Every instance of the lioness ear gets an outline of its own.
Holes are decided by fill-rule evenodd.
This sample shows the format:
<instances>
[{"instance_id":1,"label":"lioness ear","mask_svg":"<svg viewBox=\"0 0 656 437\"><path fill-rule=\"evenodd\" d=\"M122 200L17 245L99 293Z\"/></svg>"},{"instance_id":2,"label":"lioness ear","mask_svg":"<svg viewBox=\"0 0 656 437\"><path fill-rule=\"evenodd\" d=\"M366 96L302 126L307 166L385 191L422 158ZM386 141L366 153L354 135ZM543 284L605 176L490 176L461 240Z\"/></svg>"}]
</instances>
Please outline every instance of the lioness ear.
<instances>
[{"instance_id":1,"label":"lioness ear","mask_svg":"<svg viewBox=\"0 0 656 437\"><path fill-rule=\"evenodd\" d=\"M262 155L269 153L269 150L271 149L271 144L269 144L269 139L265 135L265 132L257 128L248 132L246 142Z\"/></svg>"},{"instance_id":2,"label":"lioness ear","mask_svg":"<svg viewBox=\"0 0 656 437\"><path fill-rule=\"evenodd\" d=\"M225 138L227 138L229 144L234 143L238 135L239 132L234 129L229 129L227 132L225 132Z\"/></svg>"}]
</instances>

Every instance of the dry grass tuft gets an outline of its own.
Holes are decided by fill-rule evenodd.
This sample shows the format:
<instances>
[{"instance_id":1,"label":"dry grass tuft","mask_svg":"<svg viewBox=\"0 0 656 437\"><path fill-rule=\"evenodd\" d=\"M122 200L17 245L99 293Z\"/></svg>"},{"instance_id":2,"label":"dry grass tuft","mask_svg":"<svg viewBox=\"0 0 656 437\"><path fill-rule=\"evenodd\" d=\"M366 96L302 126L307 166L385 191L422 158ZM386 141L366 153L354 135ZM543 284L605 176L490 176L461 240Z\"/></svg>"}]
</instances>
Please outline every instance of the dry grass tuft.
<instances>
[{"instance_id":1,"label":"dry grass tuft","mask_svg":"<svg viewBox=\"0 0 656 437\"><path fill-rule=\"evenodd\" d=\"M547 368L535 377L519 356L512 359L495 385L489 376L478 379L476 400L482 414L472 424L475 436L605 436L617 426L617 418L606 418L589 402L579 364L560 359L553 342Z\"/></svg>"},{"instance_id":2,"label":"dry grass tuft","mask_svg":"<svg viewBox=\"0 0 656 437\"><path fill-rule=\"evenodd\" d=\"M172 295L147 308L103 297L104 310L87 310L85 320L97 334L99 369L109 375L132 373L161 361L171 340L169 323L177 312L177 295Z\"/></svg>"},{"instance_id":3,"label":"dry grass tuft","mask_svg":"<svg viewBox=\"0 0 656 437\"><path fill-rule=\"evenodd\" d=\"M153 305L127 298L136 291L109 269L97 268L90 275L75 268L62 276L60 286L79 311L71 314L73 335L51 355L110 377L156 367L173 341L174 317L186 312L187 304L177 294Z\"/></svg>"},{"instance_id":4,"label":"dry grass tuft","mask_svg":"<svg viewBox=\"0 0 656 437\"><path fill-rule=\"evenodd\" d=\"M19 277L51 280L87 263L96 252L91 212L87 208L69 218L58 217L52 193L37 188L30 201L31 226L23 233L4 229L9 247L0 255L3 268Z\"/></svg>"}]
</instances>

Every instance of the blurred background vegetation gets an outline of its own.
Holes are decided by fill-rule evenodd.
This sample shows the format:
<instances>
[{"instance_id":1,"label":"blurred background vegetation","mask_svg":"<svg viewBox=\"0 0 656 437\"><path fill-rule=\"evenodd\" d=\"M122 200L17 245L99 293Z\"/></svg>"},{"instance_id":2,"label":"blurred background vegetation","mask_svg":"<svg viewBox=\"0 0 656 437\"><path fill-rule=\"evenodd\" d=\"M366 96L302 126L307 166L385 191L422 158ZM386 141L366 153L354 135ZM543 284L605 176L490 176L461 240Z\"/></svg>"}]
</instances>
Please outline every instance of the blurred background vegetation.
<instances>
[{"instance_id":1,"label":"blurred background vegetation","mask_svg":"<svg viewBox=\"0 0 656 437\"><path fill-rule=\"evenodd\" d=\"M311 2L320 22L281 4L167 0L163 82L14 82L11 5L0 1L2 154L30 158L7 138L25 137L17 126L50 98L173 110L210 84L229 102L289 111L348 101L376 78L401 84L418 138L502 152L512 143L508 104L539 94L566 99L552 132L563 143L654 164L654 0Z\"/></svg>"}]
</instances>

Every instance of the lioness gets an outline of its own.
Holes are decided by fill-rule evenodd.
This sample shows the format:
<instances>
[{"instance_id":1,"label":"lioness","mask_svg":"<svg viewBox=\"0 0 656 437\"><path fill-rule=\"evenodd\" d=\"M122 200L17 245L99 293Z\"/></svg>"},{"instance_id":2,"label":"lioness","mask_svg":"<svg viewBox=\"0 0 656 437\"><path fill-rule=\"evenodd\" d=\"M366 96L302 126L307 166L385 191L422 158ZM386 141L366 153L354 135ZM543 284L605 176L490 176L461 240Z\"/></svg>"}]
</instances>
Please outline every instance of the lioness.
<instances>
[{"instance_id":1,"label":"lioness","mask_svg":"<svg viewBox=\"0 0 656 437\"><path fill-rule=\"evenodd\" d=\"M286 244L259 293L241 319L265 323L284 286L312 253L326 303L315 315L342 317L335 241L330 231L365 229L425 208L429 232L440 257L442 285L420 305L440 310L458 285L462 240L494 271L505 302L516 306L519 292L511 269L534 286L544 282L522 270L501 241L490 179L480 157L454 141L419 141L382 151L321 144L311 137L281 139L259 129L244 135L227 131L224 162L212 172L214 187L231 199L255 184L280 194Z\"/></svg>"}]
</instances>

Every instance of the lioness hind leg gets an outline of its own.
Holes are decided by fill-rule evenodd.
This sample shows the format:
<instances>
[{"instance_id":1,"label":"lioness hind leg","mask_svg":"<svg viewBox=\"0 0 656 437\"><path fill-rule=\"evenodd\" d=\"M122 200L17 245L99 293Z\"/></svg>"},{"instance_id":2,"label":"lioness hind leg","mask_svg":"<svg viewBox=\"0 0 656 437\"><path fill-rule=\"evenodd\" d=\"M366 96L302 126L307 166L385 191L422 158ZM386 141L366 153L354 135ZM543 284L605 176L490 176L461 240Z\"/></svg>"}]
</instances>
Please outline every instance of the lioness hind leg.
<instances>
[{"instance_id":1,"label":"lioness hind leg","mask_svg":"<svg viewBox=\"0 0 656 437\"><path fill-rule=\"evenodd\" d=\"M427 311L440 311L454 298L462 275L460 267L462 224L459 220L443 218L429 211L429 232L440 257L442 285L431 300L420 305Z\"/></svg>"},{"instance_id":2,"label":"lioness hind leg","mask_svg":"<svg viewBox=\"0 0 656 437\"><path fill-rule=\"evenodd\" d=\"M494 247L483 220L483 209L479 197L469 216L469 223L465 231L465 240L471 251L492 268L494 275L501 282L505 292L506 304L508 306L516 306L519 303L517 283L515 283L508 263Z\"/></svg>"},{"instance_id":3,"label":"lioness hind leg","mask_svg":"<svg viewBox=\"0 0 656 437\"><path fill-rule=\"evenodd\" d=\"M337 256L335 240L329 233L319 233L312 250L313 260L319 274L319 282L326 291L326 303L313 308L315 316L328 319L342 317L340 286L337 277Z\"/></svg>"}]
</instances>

Prompt ->
Go through the records above and report every line that contains the string "blurred", copying each such line in full. Matching is case-sensitive.

Correct output ->
Every instance of the blurred background vegetation gets an outline of its own.
[{"instance_id":1,"label":"blurred background vegetation","mask_svg":"<svg viewBox=\"0 0 656 437\"><path fill-rule=\"evenodd\" d=\"M122 200L17 245L99 293Z\"/></svg>"},{"instance_id":2,"label":"blurred background vegetation","mask_svg":"<svg viewBox=\"0 0 656 437\"><path fill-rule=\"evenodd\" d=\"M366 96L302 126L307 166L385 191L422 158ZM386 141L366 153L354 135ZM543 284L605 176L490 176L461 240Z\"/></svg>"}]
Please outline every instance of the blurred background vegetation.
[{"instance_id":1,"label":"blurred background vegetation","mask_svg":"<svg viewBox=\"0 0 656 437\"><path fill-rule=\"evenodd\" d=\"M311 2L320 22L281 4L167 0L163 82L14 82L11 5L0 1L2 154L30 158L7 138L25 137L17 126L50 98L173 110L210 84L229 102L289 111L348 101L376 78L401 84L418 138L502 152L512 143L508 104L539 94L566 99L552 132L563 143L654 164L654 0Z\"/></svg>"}]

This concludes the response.